# AVRR crummie #249 revisited



## Mik (Jan 2, 2008)

I wasn't going to bother doing a log on this, but Joe said the forums were too quiet, so here's some 'noise'.....

If you happen to see a freight train on the AV, it usually has #249 tagging along behind. 











I have 4 cabeese, crummies or hacks here, but this one is the one I always grab. Why? Mostly because it's kept in the box with the freight cars and the others aren't....









It started out as your usual run-of-the-mill Lehmann Toytrain caboose









Back in 2007 I made a cardstock interior for it. I was inside, so it was fine. It was missing the smokejack, so I put in an Aristo smoking stove.











I also weathered it and added metal wheels










This summer it got left outside on the layout for about 10 days. Turns out the roof leaks, the bottom doesn't. An inch of water isn't very good for cardstock







So I replaced some of it today. I also drilled a couple small holes in the floor and resealed the cupola. It isn't wonderful, but I'll live with it for now.











My main project was switching it over from 4-wheel to 8. I recently got a subframe from one of those really short LGB passenger cars in trade. It was about 1-1/2" too long, but Mr Scrollsaw took care of that. I also shortened the smokejack, and accidentally trashed the smoke unit... oh well.











An hour later it was ready to go back in service. Raw Umber works pretty well for simulating old rust on wheels and trucks.

▶ Saved entries

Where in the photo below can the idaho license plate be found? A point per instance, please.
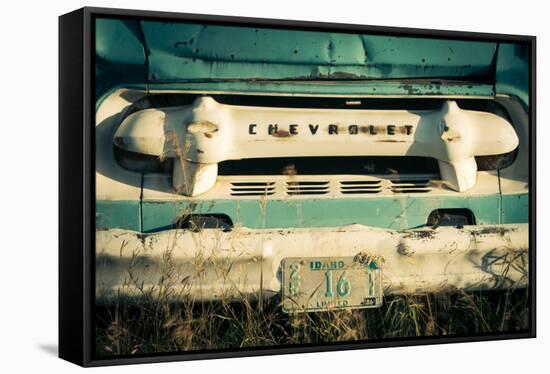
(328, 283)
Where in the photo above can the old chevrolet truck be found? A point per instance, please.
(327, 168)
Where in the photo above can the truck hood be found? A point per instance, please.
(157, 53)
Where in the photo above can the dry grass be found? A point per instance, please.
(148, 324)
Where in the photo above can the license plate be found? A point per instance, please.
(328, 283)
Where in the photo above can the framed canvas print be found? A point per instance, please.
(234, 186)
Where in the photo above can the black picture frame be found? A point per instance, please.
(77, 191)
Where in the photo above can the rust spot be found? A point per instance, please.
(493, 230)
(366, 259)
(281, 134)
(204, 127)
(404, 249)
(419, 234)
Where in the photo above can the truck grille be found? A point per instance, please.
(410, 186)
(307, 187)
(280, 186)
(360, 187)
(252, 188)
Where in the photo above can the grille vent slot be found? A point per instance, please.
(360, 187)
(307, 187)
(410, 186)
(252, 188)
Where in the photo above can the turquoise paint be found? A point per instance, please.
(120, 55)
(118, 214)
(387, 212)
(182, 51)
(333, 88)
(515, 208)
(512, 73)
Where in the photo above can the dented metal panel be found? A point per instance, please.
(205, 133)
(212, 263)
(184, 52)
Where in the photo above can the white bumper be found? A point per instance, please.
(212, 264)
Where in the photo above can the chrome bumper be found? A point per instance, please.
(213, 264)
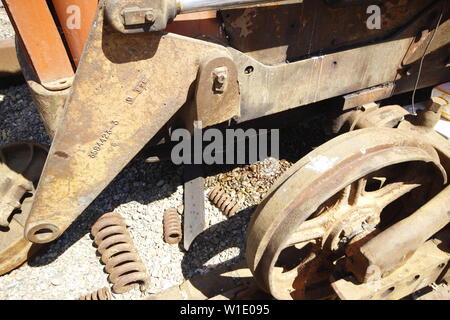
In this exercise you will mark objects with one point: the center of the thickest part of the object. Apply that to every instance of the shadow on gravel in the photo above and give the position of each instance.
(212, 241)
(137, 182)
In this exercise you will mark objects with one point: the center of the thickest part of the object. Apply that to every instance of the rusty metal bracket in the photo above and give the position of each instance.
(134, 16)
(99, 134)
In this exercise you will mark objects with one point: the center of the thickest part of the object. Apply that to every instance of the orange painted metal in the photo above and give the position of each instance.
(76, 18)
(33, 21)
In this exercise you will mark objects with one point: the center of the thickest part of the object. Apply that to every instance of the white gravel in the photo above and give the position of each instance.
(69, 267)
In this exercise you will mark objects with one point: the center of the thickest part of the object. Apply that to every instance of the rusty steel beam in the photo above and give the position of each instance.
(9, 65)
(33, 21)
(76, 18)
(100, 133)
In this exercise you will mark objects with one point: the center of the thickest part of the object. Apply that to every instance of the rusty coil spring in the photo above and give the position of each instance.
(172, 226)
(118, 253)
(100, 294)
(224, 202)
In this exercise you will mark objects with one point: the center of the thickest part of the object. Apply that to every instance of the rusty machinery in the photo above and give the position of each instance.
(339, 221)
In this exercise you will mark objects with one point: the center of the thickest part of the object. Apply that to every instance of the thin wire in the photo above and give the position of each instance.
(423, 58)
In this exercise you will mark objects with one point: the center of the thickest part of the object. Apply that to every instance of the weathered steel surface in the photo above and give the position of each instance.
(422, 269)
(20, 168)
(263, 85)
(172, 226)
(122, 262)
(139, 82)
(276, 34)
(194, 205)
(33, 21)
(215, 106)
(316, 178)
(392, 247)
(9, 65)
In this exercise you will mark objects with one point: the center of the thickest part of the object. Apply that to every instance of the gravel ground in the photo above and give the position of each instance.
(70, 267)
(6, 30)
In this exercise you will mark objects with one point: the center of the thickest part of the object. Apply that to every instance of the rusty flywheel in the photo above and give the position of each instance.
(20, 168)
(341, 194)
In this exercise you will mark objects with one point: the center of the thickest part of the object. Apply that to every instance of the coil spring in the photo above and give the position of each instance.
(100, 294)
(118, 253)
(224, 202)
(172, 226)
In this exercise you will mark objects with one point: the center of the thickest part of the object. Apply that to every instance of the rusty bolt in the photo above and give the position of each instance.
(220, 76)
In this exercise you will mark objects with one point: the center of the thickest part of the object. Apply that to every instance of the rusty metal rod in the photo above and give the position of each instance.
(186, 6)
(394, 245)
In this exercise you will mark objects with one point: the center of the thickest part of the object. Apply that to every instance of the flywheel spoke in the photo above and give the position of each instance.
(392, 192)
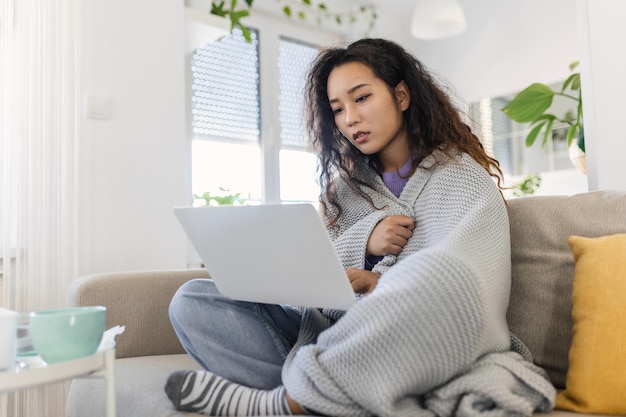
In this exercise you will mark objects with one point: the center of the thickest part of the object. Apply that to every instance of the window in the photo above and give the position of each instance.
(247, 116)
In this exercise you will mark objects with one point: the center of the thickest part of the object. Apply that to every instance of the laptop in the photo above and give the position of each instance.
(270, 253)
--
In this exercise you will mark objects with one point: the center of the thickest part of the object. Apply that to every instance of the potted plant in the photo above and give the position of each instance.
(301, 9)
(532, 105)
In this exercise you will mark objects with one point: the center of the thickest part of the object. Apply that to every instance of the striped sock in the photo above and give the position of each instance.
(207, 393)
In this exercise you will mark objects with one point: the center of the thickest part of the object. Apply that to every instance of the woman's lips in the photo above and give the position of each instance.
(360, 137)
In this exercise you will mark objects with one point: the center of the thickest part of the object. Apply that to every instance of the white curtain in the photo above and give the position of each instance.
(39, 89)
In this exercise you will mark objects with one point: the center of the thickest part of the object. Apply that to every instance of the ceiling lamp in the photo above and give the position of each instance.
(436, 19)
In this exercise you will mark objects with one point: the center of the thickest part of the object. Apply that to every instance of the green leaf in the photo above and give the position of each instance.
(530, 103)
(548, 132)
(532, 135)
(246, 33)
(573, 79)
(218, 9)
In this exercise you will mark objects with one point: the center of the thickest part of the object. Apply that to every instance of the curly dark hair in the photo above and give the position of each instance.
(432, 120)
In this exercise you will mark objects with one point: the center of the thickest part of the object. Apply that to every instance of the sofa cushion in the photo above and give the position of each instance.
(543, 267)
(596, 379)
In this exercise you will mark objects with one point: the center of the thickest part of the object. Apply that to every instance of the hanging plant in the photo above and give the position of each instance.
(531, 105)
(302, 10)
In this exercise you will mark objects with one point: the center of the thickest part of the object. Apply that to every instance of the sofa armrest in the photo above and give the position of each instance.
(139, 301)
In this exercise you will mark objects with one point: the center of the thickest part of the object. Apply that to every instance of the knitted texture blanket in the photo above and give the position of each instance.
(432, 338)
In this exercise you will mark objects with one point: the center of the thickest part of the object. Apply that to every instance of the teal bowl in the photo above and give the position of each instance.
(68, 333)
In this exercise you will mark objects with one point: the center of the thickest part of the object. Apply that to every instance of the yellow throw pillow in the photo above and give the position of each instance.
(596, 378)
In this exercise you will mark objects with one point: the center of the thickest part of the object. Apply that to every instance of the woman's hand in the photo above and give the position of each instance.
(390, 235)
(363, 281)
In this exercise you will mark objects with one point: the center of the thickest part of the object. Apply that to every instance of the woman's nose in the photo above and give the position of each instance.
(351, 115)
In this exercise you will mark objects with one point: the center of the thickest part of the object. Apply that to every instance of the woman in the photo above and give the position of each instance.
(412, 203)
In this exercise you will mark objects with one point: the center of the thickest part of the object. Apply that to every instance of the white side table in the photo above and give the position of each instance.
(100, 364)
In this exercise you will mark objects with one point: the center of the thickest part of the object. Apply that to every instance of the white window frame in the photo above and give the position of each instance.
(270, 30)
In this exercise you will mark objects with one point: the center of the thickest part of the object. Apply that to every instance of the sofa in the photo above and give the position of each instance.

▶ WRITTEN TASK
Repeat the part of the caboose post starting with "# AVRR crummie" and going on through "tagging along behind.", word for word.

▶ ANSWER BELOW
# AVRR crummie #249 revisited



## Mik (Jan 2, 2008)

I wasn't going to bother doing a log on this, but Joe said the forums were too quiet, so here's some 'noise'.....

If you happen to see a freight train on the AV, it usually has #249 tagging along behind.